* _Document passage_
Field A is an onshore oil field, located in the central part of the Volga-Urals Basin, south of the South Tatar Arch (Fig. 2) and the Romashkinskoye oil field. The field is geographically situated in the southern part of the Russian Federation, 400 km north of Kazakhstan on the border of the Orenburg and Samara regions (Zozulya et al., 2016).

The Volga-Urals basin with its acreage of approx. 700,000 km2 is the second most prolific HC-region (hydrocarbon region) in the Russian Federation – after Western Siberia – spreading from the Urals geosyncline on the east, to the Volga river and Russian platform on the west and the Caspian basin to the south (Parfenov et al., 2008; Meyerhoff, 1984).

The main structural features of the Volga-Urals Basin were formed by several tectonic stages, during which many arches and local uplifts (for instance the Volga-Ural anticline itself), depressions and grabens were formed (Fig. 2). Despite later deformations, the basement surface bears the marks of most of the older tectonic movements except for the younger sedimentary troughs and reef buildups (Peterson & Clarke, 1983). The basement complex in the area consists of Precambrian crystalline rocks deepening toward the Precaspian Basin and the Ural Mountains to the east (Fig. 2).

Most Soviet authors agree that in the Volga-Urals region tectonic development played a major role in the accumulation and trapping of hydrocarbons. A detailed tectonic and structural scheme of the Volga-Ural anticline and region was given by Smirnov et al. (1958), Guseva et al. (1975), ONAKO (1997) and Kolchugin et al. (2014). As a result of the intensive drilling activity during the decades of exploration and production in the Volga-Ural Petroleum Province, the deep structural elements and tectonic features are relatively well known. Amongst them, the Sernovodsko-Abdulino graben to the south and the Kazansko-Kirov-South graben to the west surround the study area (Fig. 2).

The structures of the area are related to six distinct episodes of tectonic activity in the basin (Volga-Urals Basin report, IHS). The events resulted in Riphean-Vendian rift structures, Late Cambrian-Silurian passive margin structures due to the development of the Ural Ocean, Early Devonian compressive structures related to the Caledonian Orogeny, Middle Devonian-Mid Carboniferous rift structures, Late Carboniferous-Triassic Uralian compressive structures connected to the foreland basin formation of the Ural Mountain Belt, and Oligocene to recent compressive structures due to late reactivation of thrusts and faults.

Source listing
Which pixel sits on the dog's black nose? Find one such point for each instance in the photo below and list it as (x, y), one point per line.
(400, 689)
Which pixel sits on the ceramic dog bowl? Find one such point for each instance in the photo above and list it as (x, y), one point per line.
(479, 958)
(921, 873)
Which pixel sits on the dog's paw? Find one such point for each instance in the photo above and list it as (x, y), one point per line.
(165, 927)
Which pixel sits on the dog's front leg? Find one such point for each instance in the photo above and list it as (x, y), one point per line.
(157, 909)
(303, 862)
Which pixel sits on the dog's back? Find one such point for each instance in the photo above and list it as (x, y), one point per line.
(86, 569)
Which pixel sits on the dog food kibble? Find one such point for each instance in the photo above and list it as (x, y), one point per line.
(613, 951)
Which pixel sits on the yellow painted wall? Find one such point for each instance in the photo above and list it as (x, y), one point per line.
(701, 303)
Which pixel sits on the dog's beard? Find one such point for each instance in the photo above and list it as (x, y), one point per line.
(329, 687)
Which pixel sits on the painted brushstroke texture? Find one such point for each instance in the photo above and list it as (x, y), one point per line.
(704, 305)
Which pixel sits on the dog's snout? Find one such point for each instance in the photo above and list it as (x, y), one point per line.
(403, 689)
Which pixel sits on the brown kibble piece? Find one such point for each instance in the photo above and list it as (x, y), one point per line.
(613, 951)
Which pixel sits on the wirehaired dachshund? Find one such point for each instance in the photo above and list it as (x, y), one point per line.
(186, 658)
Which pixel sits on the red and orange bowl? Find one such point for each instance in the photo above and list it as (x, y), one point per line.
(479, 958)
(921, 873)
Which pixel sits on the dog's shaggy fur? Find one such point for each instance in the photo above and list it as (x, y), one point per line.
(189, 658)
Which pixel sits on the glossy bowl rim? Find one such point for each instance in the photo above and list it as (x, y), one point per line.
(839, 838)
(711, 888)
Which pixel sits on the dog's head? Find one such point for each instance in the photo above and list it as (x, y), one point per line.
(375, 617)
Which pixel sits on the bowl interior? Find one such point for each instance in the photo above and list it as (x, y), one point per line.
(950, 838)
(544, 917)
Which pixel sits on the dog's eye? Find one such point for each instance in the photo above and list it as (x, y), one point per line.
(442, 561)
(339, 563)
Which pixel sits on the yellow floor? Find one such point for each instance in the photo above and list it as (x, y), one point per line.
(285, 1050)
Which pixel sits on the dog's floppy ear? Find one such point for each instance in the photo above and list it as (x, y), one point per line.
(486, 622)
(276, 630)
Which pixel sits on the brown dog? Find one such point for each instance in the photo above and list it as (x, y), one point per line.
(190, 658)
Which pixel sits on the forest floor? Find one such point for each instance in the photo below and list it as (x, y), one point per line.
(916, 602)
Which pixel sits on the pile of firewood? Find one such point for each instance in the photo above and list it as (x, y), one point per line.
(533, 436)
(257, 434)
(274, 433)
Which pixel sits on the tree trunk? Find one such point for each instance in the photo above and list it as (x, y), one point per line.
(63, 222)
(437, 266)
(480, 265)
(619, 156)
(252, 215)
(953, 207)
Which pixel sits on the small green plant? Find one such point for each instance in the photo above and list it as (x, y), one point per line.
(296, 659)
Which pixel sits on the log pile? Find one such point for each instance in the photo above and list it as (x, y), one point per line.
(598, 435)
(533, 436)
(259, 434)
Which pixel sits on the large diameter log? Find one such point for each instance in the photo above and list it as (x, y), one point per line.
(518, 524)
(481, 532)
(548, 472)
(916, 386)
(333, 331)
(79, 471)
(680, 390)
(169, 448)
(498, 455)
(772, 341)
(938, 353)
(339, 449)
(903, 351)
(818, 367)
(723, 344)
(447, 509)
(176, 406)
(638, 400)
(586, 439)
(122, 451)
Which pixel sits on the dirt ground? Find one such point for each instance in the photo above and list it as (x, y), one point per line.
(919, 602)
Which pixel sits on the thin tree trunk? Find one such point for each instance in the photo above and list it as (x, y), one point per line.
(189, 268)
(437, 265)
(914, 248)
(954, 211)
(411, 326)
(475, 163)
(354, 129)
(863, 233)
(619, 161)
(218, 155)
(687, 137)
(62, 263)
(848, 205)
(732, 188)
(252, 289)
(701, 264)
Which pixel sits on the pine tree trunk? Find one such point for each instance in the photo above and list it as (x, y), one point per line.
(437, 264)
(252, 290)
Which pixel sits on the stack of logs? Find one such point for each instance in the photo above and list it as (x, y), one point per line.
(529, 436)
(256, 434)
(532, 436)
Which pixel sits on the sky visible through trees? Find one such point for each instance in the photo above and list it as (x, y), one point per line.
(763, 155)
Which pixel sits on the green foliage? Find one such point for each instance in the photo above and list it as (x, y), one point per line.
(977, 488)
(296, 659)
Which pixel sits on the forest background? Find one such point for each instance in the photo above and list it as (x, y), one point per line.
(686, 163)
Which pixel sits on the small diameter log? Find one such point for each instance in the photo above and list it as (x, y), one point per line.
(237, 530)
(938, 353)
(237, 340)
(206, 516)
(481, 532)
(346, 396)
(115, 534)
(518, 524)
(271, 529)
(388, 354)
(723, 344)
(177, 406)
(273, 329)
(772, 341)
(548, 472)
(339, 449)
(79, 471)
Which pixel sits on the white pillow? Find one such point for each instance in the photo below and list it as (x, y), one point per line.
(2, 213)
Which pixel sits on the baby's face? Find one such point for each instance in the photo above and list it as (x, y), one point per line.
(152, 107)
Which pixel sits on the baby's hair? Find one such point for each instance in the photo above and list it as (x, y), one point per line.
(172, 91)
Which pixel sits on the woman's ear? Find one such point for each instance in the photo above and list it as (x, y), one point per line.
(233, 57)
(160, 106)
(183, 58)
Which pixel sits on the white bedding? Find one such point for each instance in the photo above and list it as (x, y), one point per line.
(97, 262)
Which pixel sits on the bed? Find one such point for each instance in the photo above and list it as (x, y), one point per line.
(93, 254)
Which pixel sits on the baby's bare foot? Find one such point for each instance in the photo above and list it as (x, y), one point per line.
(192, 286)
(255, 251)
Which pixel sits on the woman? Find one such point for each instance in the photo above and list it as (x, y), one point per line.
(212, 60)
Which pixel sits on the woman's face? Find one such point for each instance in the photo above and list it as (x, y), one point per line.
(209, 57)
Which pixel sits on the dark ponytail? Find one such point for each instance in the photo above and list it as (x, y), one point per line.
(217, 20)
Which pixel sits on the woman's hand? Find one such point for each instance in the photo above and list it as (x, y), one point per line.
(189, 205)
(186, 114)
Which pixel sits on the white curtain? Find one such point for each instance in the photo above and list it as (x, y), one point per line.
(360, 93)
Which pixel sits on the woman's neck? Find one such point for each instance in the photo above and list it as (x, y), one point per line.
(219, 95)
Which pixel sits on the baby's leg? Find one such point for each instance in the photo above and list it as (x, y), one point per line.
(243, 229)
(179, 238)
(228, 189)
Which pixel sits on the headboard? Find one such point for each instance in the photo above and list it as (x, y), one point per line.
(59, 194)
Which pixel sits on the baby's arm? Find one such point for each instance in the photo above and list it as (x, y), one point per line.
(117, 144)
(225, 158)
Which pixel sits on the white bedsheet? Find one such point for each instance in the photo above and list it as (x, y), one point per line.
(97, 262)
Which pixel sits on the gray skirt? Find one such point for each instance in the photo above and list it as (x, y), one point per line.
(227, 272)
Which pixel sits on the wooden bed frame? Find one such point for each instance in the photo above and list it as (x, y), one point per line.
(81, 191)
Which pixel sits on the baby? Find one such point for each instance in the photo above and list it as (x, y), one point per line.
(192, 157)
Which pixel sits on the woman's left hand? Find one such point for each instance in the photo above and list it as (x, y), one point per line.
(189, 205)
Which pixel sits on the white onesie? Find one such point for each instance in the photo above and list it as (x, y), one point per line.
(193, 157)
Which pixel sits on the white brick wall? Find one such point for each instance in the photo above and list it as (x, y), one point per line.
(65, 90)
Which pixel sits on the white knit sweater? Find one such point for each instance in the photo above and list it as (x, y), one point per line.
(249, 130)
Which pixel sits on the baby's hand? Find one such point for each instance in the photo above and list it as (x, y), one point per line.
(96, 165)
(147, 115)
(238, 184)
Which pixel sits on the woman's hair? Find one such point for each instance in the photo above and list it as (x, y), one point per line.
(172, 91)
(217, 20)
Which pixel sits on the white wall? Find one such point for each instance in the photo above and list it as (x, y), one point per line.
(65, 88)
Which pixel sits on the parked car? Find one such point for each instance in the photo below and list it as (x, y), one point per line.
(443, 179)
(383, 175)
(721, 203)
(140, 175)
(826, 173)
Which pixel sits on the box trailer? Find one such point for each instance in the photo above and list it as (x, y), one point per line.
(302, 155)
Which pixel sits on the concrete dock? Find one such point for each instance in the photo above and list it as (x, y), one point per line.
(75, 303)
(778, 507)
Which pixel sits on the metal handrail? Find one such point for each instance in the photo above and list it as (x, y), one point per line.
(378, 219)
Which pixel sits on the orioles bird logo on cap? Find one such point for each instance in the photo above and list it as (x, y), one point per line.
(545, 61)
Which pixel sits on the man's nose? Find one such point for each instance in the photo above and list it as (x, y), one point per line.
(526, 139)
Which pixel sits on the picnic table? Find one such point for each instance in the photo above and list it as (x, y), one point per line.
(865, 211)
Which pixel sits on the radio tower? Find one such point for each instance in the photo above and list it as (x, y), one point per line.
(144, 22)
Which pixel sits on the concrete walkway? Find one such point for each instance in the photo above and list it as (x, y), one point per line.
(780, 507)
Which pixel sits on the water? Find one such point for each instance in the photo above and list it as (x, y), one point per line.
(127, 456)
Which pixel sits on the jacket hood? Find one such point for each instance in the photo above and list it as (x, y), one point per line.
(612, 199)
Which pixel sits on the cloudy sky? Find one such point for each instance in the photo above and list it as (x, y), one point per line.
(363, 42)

* _What you should do_
Write the next part of the passage on the geology of the Volga-Urals Basin and Field A, starting after its final sentence. The listing is not needed for this.

* _Final answer_
Golov et al. (2000) divided the evolution into three main stages: a Middle Devonian extension, a passive margin subsidence in the Upper Devonian through the Permian, and a tectonic inversion in the Permo-Triassic, which was rejuvenated later in the Cenozoic Era. Carbonate deposition increased markedly during the Famennian, when reef and organic carbonate deposits covered most of the Volga-Ural province (Fig. 3). The highly bituminous Domanik facies, which later served as source rock, continued to be deposited in troughs. The Domanik facies is thinner and less silty than that of the Frasnian.

Fig. 3.
Fig. 3.

Simplified lithological column and geologic stages of the Early Devonian-Permian in the AOI (area of interest) (modified after Haq and Schutter, 2008 and Peterson and Clarke, 1983, IHS Markit)

Citation: Central European Geology 64, 2; 10.1556/24.2021.00003

The general emergence of the Russian Platform occurred following the deposition of Tournaisian reefal and other carbonate facies. A cyclic transgressive-regressive marine deposition took place following the Tournaisian, producing a thick interfingering nearshore deltaic/interdeltaic marine and continental-coastal clastic sequence. The clastic sequence had a major effect on the distribution of petroleum reservoir sediments and source rocks of the Volga-Ural Petroleum Province (Peterson & Clarke, 1983). Deposition of clastic sediments in Visean time completed the filling of the troughs. The major source area for Visean clastics was the Baltic Shield to the northwest.

Subaerial exposure of carbonates occurred at the end of the Tournaisian, as well as at the ends of the Serpukhovian and of the Bashkirian. These events induced karstification and formation of dissolution features in the limestone. The most wide-spread and significant karstification effect is present in the Serpukhovian Formation; there is a slight effect in the Bashkirian Formation and a negligible one in the Tournaisian.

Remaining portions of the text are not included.